■ **TASK TO CARRY OUT**: Please copy the stretch of the listing below, character for character, from the line containing "In the photo above, where can the stone pedestal" through the line containing "column 82, row 97", and give nothing else.

* start SUPPLIED RECORDS *

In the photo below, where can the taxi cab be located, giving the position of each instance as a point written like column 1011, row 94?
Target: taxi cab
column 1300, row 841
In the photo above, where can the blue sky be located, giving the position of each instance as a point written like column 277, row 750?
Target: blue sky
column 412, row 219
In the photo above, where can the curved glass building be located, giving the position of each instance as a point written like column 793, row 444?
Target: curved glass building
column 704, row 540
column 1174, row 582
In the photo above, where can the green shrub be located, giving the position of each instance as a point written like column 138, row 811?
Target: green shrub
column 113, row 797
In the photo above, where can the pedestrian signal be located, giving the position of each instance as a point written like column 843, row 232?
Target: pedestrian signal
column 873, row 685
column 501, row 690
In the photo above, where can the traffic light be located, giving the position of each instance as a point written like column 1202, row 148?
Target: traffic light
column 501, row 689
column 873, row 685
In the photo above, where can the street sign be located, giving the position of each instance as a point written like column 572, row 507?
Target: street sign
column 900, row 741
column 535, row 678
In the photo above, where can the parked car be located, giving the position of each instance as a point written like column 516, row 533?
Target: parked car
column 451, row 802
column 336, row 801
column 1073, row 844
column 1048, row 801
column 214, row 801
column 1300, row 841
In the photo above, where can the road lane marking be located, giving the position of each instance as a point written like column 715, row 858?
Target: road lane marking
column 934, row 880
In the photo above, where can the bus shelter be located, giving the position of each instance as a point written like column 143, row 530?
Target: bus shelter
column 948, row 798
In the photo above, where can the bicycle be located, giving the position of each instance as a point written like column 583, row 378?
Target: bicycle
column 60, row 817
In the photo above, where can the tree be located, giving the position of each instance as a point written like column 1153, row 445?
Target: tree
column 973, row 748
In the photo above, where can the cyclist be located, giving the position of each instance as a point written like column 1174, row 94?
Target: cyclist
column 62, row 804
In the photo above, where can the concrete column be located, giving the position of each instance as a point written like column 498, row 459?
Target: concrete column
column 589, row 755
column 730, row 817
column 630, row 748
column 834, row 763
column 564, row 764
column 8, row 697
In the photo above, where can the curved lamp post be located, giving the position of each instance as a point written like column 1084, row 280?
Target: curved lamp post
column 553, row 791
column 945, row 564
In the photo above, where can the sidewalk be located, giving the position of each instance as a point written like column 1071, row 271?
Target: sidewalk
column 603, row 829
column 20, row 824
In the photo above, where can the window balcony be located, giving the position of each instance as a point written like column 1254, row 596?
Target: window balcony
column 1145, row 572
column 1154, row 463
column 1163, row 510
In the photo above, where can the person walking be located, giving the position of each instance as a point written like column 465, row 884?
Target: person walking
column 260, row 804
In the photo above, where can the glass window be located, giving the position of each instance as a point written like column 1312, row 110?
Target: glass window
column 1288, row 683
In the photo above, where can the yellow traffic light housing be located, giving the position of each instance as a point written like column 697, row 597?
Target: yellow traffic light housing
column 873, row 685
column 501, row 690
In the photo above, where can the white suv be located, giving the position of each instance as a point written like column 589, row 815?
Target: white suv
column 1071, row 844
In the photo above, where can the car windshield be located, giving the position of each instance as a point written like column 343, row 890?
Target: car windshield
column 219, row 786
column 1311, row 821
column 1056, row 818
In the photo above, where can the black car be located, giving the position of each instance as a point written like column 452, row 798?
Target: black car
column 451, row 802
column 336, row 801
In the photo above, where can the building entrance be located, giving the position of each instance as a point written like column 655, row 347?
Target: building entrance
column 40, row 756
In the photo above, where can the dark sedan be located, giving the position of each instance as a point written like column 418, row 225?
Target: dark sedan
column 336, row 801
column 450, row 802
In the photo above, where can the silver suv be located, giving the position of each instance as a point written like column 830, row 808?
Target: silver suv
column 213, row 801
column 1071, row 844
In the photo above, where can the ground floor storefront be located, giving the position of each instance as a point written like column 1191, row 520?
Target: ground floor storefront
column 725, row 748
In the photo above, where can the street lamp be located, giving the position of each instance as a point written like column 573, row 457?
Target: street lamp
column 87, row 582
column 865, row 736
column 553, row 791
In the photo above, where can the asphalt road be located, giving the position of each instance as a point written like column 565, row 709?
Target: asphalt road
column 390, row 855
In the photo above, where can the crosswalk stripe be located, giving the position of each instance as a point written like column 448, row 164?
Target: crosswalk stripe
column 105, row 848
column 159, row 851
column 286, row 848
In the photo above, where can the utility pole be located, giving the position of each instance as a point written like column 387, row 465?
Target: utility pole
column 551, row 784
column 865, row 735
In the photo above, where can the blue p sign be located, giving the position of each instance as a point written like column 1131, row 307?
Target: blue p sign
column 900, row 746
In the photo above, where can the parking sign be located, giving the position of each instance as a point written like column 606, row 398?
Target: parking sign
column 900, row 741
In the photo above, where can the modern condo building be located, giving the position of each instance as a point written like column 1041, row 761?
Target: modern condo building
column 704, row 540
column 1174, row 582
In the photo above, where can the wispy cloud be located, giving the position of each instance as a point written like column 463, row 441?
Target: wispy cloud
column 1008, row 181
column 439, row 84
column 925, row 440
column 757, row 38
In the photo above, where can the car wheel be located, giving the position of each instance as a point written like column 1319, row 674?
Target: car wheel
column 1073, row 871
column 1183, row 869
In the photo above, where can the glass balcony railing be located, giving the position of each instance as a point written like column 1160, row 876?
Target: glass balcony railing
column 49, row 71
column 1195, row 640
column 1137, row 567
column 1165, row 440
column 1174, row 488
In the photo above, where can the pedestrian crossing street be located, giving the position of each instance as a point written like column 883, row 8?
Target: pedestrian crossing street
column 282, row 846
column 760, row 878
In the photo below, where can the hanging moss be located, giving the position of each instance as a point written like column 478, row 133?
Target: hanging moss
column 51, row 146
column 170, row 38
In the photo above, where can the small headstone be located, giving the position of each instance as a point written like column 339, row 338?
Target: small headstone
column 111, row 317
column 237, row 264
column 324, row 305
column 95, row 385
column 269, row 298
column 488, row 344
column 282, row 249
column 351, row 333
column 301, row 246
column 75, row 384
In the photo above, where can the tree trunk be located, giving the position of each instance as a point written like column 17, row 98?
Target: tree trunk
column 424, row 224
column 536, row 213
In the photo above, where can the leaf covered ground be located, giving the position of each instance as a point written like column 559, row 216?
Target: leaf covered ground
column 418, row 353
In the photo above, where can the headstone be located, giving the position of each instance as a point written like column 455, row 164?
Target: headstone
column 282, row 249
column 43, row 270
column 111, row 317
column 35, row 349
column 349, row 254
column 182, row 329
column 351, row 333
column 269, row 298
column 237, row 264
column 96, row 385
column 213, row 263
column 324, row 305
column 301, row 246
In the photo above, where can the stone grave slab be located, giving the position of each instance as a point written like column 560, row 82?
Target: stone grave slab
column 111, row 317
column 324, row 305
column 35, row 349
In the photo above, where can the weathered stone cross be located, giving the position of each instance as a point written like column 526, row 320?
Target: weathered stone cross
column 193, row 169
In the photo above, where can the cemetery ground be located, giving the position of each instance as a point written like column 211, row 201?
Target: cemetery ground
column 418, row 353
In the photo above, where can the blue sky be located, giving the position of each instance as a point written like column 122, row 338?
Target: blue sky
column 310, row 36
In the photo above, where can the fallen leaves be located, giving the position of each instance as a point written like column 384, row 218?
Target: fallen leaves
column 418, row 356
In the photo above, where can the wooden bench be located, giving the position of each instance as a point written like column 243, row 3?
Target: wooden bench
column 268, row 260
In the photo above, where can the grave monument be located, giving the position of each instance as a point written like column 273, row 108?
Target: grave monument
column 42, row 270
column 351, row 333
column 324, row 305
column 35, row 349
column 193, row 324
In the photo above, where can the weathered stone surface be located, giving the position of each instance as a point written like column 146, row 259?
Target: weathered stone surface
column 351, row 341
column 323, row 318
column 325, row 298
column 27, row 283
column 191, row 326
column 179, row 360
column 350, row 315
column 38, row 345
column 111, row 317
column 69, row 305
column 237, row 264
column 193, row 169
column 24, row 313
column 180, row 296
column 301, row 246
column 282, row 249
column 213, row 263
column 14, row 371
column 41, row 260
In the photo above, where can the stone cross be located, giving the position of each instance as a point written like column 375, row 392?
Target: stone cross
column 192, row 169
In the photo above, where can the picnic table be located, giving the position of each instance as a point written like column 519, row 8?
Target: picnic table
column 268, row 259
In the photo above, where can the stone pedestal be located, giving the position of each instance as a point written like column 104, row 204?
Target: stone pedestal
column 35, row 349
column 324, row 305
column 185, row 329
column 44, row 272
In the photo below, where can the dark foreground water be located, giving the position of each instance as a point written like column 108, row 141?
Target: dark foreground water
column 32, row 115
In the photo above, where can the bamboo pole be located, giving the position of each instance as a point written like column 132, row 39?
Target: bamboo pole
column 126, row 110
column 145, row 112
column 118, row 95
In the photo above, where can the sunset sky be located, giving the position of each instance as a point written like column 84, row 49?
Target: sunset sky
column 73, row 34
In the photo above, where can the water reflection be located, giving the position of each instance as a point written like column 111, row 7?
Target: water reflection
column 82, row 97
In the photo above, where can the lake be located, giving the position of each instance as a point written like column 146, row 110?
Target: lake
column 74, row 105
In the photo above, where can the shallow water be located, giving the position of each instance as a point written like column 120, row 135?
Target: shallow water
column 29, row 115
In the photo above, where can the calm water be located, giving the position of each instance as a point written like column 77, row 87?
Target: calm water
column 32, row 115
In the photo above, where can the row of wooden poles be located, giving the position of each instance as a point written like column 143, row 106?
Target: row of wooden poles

* end SUPPLIED RECORDS *

■ **WRITTEN ANSWER**:
In the photo above, where can the stone pedestal be located, giving the position of each instance as a point written like column 104, row 204?
Target: stone pedestal
column 35, row 349
column 324, row 305
column 185, row 329
column 44, row 272
In the photo below, where can the dark foreground water be located, giving the position of each instance as a point written like column 108, row 141?
Target: dark foreground water
column 32, row 115
In the photo above, where can the bamboo pole be located, giving the position of each instance as a point written like column 132, row 39?
Target: bamboo pole
column 126, row 110
column 145, row 112
column 118, row 95
In the photo above, where can the sunset sky be located, giving the position of each instance as a point written like column 84, row 49?
Target: sunset sky
column 73, row 34
In the photo above, where can the water reflection be located, giving the position of each instance as a point written like column 111, row 7?
Target: water reflection
column 82, row 97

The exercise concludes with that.